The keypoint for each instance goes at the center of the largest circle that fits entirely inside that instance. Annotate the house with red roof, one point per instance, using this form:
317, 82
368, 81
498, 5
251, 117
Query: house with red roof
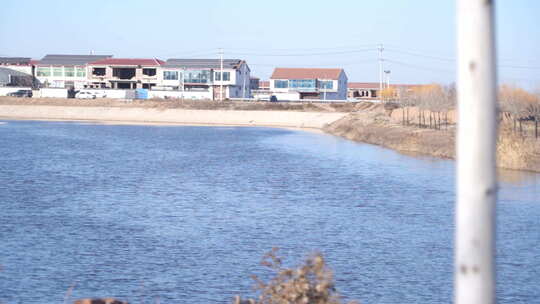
309, 83
124, 73
371, 90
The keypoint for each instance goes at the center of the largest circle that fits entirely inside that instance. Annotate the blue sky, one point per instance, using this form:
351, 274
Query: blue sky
418, 35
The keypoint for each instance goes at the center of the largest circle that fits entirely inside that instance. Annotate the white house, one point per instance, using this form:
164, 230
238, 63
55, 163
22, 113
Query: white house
65, 71
204, 75
308, 83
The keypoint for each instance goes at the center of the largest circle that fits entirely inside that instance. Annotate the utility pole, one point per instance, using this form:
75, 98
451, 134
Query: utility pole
380, 71
182, 73
387, 72
221, 74
244, 85
474, 256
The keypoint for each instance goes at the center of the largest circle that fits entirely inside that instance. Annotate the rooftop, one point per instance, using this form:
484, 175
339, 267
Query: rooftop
375, 85
306, 73
128, 61
203, 63
363, 85
15, 61
61, 59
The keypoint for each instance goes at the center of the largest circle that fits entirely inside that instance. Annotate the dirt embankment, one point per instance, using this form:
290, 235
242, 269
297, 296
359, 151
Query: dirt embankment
183, 104
376, 125
366, 122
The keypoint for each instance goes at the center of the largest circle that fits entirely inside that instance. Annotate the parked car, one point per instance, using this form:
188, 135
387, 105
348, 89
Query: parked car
100, 94
85, 95
21, 93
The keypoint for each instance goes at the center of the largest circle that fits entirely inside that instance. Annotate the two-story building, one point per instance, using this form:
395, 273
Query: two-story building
20, 64
308, 83
206, 75
363, 90
65, 71
124, 73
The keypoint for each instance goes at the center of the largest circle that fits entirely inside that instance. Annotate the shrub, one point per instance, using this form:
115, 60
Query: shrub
310, 283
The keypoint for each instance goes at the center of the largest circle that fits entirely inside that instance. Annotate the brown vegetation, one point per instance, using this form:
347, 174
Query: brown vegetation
422, 120
184, 104
310, 283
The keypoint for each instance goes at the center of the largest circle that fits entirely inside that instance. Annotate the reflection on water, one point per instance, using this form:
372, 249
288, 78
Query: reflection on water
185, 214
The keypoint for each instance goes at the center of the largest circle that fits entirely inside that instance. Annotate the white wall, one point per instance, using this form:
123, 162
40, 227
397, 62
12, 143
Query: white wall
178, 94
27, 69
52, 92
113, 93
287, 96
60, 81
6, 90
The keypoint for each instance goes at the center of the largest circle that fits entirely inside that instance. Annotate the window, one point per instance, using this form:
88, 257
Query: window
58, 71
81, 72
170, 75
281, 84
226, 76
149, 72
44, 71
69, 71
197, 76
98, 71
303, 84
326, 84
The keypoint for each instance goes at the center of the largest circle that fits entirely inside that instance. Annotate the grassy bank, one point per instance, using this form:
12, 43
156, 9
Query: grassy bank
380, 126
183, 104
365, 122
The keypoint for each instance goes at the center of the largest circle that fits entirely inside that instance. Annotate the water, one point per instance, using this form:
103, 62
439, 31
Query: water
184, 214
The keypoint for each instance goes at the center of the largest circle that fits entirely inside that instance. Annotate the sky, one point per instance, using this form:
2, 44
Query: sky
418, 36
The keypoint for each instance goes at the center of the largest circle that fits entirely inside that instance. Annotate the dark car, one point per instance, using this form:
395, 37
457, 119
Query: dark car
21, 93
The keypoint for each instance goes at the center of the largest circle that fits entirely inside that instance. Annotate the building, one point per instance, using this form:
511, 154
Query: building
14, 78
65, 71
264, 85
363, 90
371, 90
307, 83
20, 64
124, 73
204, 75
254, 83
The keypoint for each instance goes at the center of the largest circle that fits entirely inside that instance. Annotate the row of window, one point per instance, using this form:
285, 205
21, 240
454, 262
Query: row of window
196, 76
304, 84
61, 72
190, 76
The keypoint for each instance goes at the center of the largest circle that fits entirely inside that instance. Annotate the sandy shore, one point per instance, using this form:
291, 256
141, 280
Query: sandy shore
116, 115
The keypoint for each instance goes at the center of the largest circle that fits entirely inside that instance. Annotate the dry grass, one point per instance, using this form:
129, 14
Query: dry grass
185, 104
515, 150
310, 283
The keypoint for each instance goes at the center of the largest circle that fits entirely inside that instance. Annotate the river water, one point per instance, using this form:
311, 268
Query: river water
185, 214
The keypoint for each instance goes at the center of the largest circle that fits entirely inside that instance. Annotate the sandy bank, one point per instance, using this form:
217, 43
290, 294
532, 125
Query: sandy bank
133, 115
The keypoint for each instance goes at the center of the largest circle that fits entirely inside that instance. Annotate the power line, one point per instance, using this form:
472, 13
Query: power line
310, 49
419, 67
421, 55
304, 54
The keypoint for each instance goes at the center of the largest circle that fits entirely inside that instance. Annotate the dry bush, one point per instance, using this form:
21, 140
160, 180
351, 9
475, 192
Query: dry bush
311, 283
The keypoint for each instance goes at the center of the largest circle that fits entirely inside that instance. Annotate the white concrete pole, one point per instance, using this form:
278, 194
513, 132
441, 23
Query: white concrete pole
221, 75
244, 84
474, 263
380, 71
182, 73
324, 92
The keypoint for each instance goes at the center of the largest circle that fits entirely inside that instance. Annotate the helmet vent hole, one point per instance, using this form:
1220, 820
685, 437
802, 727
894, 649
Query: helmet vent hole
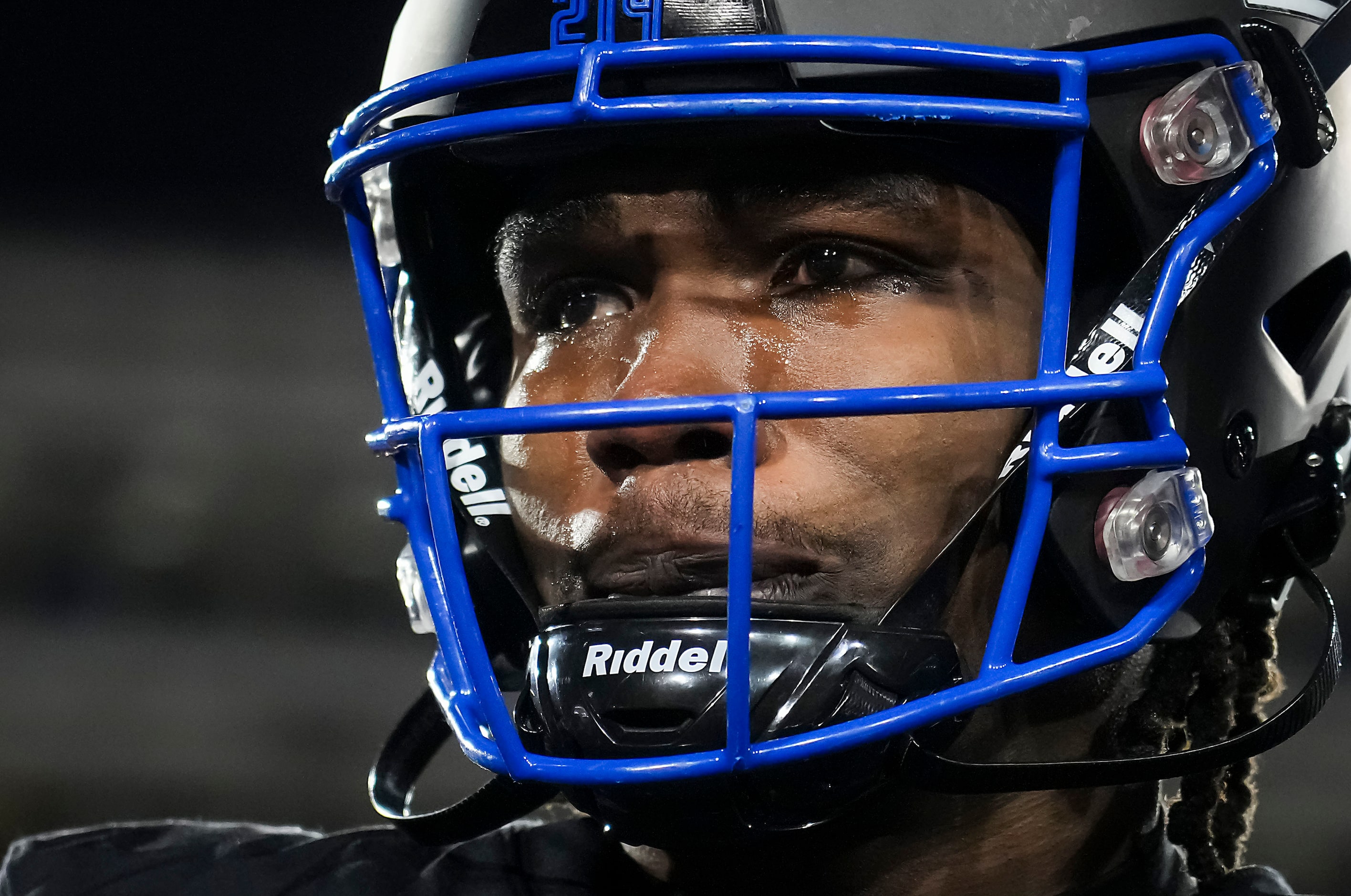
1301, 321
650, 719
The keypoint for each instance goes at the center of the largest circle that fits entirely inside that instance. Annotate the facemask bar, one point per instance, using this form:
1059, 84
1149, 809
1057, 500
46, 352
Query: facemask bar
461, 674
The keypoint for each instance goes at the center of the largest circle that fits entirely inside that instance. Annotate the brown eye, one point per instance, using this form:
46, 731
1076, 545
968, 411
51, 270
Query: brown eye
829, 264
569, 306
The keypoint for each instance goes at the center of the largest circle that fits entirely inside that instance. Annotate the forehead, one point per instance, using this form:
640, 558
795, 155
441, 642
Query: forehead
595, 202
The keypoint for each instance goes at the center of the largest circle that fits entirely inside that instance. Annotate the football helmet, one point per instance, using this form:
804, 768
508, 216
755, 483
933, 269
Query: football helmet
1177, 165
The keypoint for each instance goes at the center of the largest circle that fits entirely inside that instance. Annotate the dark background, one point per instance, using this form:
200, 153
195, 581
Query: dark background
197, 606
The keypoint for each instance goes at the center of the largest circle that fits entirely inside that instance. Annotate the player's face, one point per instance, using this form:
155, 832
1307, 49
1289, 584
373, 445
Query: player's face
865, 281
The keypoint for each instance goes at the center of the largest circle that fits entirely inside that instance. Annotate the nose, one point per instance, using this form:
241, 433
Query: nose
623, 452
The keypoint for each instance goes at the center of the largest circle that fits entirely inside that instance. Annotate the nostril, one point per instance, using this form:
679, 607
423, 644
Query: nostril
703, 445
618, 457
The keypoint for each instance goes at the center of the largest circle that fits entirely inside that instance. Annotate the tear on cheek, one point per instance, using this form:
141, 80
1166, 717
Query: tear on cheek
514, 450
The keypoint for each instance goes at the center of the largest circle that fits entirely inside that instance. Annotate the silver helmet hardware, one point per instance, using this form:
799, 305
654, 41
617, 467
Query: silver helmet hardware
1207, 126
415, 598
1153, 528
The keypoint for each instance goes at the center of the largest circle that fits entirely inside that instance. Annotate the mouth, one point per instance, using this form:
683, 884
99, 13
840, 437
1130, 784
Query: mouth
779, 573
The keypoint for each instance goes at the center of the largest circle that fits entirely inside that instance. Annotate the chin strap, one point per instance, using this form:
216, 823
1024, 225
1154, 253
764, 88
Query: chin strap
933, 772
406, 754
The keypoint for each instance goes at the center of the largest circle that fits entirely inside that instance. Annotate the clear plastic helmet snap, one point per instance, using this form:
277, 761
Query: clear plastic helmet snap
1155, 526
1199, 132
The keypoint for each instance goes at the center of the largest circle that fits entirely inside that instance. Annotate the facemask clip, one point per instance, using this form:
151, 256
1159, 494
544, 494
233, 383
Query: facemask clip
1153, 528
1206, 127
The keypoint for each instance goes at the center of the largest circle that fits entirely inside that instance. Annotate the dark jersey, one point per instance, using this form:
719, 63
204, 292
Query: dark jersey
564, 859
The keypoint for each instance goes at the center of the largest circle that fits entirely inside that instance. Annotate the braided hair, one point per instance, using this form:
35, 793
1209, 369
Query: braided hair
1203, 691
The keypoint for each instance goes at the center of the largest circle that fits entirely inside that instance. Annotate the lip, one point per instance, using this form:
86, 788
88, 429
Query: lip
779, 572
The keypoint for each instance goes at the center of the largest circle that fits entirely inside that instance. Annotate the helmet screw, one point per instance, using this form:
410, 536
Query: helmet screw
1327, 132
1241, 444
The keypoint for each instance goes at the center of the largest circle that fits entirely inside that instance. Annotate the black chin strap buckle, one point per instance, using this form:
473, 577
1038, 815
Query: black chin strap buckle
402, 761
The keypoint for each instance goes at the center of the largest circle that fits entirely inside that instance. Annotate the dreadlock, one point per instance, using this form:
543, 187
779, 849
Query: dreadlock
1203, 691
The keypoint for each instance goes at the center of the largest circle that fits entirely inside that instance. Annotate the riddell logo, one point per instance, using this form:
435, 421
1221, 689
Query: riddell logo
603, 660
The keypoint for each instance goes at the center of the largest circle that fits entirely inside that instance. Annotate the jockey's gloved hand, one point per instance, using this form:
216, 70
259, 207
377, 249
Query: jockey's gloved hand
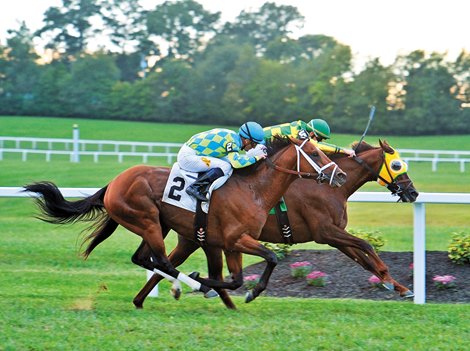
259, 151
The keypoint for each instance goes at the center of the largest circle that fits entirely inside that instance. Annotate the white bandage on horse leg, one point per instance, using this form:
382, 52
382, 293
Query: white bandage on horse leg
189, 281
182, 278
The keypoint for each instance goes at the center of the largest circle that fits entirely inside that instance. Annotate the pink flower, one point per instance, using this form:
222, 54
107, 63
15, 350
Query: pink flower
444, 281
317, 278
374, 280
252, 277
316, 274
300, 269
250, 281
300, 264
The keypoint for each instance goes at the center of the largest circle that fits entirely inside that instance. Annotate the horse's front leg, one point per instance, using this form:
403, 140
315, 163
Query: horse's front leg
362, 252
178, 255
248, 245
215, 268
372, 262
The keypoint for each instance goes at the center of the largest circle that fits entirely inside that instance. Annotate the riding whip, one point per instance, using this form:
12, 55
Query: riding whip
371, 117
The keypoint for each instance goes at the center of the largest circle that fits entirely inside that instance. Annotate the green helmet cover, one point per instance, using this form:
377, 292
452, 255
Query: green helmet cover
320, 128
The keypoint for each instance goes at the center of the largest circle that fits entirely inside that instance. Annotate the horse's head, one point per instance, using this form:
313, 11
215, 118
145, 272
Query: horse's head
393, 174
310, 156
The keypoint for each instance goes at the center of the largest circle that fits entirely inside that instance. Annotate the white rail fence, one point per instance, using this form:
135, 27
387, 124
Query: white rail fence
76, 148
419, 231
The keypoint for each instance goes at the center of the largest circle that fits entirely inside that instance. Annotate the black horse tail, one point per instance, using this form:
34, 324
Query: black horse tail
57, 210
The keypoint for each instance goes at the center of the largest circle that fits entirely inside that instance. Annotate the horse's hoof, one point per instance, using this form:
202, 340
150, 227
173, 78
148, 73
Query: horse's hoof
194, 275
176, 290
210, 294
407, 294
249, 296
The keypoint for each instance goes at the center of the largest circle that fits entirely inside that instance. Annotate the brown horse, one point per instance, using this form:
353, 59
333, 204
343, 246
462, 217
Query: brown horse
237, 212
319, 213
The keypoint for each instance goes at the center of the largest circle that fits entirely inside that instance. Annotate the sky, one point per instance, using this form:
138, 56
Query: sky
372, 28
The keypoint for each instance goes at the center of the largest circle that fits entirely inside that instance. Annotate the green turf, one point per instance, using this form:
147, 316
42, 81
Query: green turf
54, 300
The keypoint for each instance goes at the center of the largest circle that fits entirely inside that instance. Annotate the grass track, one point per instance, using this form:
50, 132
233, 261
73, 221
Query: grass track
53, 300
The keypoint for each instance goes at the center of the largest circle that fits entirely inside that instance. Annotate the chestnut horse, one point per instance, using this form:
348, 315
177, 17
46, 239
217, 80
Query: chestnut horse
319, 213
237, 213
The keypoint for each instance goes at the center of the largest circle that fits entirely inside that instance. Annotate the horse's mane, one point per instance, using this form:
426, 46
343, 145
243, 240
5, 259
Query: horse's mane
363, 147
273, 146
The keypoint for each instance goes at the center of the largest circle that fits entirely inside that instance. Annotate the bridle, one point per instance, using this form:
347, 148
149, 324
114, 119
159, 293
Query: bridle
396, 187
321, 176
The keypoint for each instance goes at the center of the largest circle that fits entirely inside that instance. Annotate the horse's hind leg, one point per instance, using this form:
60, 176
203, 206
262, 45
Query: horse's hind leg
215, 268
372, 262
361, 252
179, 254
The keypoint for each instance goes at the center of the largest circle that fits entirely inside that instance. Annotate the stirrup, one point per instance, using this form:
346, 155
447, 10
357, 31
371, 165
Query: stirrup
193, 191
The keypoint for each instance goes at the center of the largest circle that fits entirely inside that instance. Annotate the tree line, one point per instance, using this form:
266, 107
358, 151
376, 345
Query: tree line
180, 63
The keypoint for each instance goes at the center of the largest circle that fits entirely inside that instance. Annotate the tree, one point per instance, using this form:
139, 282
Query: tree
180, 27
69, 27
87, 89
18, 72
369, 87
430, 98
271, 22
124, 24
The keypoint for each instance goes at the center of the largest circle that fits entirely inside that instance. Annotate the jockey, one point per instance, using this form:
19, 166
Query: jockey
215, 152
317, 129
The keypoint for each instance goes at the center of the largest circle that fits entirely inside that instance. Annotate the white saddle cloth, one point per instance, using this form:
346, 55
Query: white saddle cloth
175, 189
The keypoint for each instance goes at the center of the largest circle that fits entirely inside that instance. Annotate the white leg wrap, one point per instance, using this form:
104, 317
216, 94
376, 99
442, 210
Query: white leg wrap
190, 282
182, 278
164, 275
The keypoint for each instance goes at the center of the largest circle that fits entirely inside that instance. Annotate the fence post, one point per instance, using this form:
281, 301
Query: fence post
76, 138
419, 253
154, 292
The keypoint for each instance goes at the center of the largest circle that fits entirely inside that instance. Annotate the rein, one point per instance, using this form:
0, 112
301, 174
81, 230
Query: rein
393, 186
302, 174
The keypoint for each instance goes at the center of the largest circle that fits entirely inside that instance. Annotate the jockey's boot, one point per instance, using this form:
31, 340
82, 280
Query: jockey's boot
201, 186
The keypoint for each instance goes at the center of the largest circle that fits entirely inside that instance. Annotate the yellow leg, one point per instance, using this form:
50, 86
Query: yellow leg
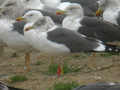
27, 61
1, 50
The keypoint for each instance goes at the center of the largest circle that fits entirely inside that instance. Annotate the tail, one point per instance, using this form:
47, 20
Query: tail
12, 88
102, 47
112, 48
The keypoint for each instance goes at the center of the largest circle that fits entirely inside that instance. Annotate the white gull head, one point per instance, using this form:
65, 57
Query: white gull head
33, 16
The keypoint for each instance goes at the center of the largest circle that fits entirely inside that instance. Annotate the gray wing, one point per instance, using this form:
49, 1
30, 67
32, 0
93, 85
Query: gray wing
73, 40
89, 6
19, 26
52, 13
95, 28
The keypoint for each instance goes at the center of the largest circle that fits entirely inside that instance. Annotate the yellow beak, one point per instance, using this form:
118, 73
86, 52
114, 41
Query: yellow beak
60, 12
99, 12
20, 19
29, 28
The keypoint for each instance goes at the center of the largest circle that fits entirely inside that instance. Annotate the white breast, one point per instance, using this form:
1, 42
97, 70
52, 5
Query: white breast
41, 43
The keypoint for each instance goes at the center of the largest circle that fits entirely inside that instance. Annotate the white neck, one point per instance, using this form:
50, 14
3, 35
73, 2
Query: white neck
35, 5
112, 3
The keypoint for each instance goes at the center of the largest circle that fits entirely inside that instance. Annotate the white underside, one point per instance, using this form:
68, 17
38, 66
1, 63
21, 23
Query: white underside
41, 43
101, 47
12, 38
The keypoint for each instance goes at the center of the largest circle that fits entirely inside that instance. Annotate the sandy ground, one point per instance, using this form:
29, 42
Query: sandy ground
92, 69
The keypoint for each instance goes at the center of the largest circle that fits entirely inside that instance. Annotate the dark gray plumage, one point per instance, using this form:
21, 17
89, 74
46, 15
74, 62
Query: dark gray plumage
51, 12
99, 86
95, 28
19, 26
89, 6
77, 42
74, 41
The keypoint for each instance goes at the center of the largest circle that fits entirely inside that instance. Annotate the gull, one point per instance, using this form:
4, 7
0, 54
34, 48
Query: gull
89, 26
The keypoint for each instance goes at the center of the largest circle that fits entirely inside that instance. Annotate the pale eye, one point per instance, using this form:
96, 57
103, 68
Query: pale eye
31, 15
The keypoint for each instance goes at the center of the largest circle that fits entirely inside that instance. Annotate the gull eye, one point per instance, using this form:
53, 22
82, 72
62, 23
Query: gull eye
31, 15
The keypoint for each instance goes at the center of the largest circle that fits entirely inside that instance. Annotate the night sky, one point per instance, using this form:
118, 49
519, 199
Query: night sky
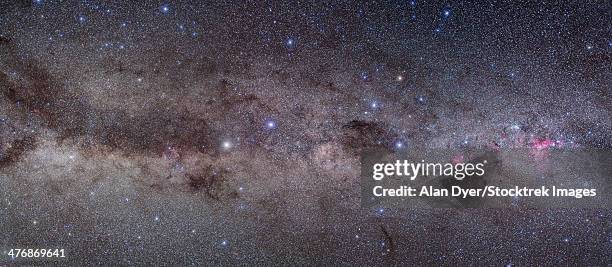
228, 132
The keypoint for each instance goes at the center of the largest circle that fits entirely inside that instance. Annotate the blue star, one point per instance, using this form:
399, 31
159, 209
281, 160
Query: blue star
290, 42
374, 105
364, 76
421, 99
270, 124
164, 8
399, 144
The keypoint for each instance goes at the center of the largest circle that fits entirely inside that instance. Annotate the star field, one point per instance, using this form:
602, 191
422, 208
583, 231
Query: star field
189, 133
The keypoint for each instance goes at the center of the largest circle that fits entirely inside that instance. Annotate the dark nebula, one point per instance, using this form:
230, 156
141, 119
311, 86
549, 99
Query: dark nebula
192, 133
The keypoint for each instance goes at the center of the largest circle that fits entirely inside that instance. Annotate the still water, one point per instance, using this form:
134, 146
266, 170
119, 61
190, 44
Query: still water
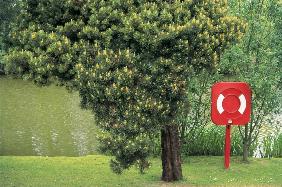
43, 121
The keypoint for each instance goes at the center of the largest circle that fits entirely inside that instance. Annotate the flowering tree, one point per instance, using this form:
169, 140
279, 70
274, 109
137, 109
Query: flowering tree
129, 60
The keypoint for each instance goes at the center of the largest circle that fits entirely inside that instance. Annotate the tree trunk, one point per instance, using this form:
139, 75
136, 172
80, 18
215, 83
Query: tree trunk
171, 161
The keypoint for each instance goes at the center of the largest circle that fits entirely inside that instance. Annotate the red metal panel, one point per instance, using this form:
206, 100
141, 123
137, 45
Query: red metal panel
231, 103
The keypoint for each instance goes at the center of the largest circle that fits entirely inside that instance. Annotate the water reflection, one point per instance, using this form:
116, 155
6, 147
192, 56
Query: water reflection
43, 121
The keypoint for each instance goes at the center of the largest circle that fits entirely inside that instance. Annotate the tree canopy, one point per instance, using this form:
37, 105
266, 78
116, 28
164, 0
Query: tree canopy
130, 61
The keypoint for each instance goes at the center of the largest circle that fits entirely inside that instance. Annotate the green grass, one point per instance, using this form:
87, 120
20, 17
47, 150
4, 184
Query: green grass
94, 171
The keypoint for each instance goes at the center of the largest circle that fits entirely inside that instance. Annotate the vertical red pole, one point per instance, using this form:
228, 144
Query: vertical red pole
227, 146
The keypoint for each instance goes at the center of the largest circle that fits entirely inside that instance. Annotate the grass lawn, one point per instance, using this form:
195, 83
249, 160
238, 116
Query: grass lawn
94, 171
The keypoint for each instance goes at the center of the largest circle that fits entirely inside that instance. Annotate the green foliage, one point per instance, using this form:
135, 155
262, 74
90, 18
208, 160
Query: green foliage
277, 147
257, 60
130, 60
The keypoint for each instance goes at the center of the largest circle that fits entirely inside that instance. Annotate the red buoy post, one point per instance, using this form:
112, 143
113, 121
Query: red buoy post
227, 146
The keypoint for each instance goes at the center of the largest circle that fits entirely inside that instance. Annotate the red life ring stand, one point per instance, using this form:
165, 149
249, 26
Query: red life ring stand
229, 103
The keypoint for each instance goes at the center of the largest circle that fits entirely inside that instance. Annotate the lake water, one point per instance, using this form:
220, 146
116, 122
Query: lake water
43, 121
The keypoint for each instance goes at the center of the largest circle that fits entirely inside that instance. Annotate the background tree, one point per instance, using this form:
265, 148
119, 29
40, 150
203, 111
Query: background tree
8, 11
130, 62
257, 60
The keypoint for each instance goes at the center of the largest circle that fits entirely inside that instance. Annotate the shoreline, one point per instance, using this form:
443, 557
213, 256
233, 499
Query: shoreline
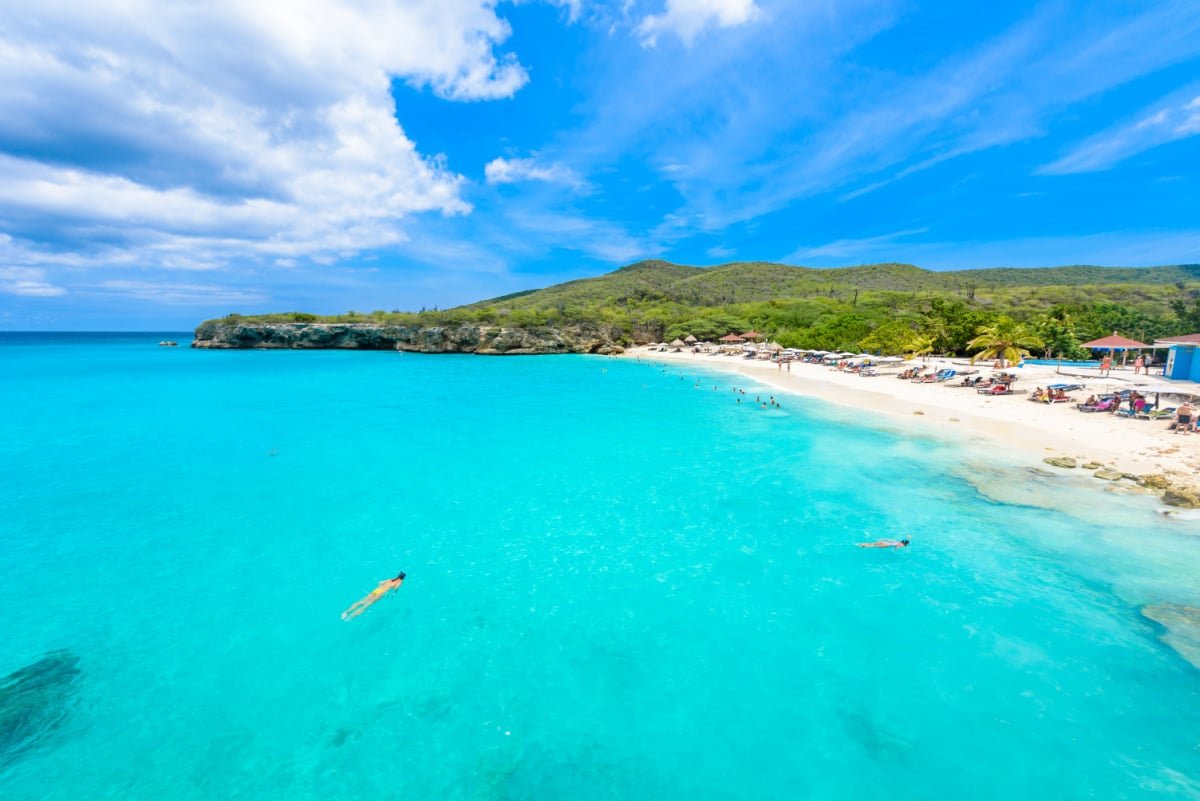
^^^^^^^^
◆ **Aim of the task**: Look for the word "shoreline" in the listing above, and copy every line where you find it.

◆ **Output for this task**:
The keypoint for each instance goes at the center of the largest circle that fits entirely inside that instance. Annotate the shoreline, one point per instance, using this form:
Query: shoreline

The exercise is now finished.